No texto sobre o cirurgião Richard Ledgard, que tipo de pele ele quer descobrir?

Texto fornecido:
|---|
Richard Ledgard (Antonio
Banderas) é um cirurgião plástico de incrível habilidade. Rico e bem sucedido,
também é um gênio. Carrega, contudo uma história pessoal trágica. A mulher que
amava, o traía com o meio irmão que é seu oposto em tudo: marginal, mau
caráter, ladrão sem escrúpulos.
A mulher que escapa de morrer
carbonizada num acidente de carro, deprime-se a ponto de suicidar-se. As
dores e a mutilação que não foi capaz de
curar deixa em Ledgard um misto de culpa e obstinação por descobrir uma pele
imune ao fogo, picadas e danos, algo que teria salvo sua esposa. O avanço
tecnológico, inclusive a travessia do limite – a transgênese –, não vem sem
quebrar todos os protocolos éticos e morais que deveria seguir como médico e
cientista.
A filha, traumatizada pela morte
da mãe, desenvolve transtornos mentais que a levam a anos de tratamento. Quando
tudo parece caminhar para uma estabilidade, a moça que a vida inteira foi
protegida do mundo e sem qualquer imunidade às experiências humanas, sucumbe a
uma quase relação que não se consuma e o fio de sanidade que a mantinha se
quebra.
Ledgard, o homem obcecado pelas
perdas e dores nunca curadas de sua alma perdida, estabelece um plano. Uma
cobaia humana para finalizar sua descoberta, uma vingança pela perda da filha,
a ressurreição da mulher amada.
|---|
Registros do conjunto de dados

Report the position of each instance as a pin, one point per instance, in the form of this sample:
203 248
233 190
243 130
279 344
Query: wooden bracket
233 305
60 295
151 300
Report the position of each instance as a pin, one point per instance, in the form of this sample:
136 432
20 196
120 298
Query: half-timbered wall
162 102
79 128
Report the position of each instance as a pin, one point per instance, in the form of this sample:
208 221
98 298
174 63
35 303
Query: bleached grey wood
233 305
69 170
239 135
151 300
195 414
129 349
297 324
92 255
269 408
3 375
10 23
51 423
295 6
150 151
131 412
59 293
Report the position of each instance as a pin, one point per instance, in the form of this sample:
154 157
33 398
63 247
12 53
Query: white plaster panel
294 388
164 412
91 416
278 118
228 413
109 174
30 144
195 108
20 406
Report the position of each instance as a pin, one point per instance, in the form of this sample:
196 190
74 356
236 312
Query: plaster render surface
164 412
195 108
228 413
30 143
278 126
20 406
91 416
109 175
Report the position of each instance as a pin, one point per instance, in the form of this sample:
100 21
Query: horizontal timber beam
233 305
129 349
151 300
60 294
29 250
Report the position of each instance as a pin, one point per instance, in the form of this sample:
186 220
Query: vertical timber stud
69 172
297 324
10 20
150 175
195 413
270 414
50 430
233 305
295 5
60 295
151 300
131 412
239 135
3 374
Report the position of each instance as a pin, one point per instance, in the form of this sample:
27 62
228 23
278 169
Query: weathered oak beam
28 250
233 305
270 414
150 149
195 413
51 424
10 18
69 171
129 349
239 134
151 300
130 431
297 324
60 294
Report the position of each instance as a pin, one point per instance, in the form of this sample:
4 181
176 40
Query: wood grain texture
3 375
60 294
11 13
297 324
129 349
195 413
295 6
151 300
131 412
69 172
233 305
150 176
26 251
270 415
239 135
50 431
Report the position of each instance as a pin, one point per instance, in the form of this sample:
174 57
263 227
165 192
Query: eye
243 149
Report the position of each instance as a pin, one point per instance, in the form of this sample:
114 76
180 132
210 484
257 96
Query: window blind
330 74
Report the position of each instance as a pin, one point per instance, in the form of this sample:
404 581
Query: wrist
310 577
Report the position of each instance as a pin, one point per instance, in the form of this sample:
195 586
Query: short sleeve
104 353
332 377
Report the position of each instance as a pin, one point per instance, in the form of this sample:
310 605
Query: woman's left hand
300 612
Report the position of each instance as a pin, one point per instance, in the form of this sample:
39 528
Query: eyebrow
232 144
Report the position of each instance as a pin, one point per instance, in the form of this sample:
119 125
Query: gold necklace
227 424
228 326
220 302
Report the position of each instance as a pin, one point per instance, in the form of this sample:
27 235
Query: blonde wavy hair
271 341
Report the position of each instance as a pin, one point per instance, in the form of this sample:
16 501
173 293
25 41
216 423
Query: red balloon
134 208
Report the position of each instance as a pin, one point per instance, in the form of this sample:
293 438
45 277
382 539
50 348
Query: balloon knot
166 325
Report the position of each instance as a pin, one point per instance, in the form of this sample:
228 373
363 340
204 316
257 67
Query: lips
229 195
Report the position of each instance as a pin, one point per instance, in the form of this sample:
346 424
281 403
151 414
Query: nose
|---|
Resposta: Uma pele imune ao fogo, picadas e danos.